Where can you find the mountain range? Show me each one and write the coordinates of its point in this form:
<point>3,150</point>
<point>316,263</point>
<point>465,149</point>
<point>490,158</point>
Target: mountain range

* _Goal_
Reproduce the data above without any changes.

* _Answer for this exercise_
Where can you find the mountain range? Show me each one and write the coordinates of its point in this form:
<point>3,150</point>
<point>316,263</point>
<point>465,149</point>
<point>490,158</point>
Target: mountain range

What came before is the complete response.